» **Work order**
Return the records exactly, please. Every line should match.
-*-*-
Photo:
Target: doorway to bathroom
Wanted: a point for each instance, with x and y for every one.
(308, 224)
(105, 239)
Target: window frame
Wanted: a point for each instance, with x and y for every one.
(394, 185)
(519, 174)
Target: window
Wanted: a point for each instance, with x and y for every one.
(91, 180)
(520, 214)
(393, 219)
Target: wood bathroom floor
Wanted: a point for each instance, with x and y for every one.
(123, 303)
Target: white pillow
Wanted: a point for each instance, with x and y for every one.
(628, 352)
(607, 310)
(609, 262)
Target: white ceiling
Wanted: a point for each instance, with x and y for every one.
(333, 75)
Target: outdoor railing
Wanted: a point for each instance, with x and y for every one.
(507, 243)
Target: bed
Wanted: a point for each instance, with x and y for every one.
-*-*-
» **Completed task**
Photo:
Target: doorway to bathroom
Wanted: a point for each instance, with x and y for every one.
(308, 224)
(105, 239)
Target: window frame
Wanted: a point for each instance, with x and y for every one.
(394, 185)
(519, 174)
Target: window
Wanted: a point for each instance, with x and y for every one.
(91, 180)
(520, 214)
(393, 219)
Target: wood bathroom floor
Wanted: a point for each instance, with x and y for every one.
(123, 303)
Target: white pillow
Wanted: a point for each instance, with x and y for every one.
(628, 352)
(607, 310)
(609, 262)
Target: white ceiling
Wanted: a point for each instance, with x and y for every one.
(333, 75)
Target: outdoor railing
Wanted: a point for each instance, with x and y for every one.
(507, 243)
Target: bed
Wanted: a point for each instance, with x and y for every one.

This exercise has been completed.